• [Record set]:
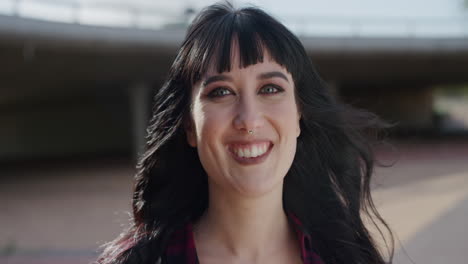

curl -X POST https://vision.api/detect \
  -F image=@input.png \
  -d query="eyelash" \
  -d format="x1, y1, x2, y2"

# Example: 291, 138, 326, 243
207, 86, 232, 98
207, 84, 284, 98
260, 84, 284, 94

• [What the task requires]: A word-for-word copy of the listing is needed, with no pictures in it.

• [Finished task]:
curl -X POST https://vision.api/detect \
  -F image=@input.png \
  -d query="eyelash" \
  -d format="x1, y1, x2, y2"

# Example: 291, 138, 326, 243
207, 86, 232, 98
207, 84, 284, 98
260, 84, 284, 94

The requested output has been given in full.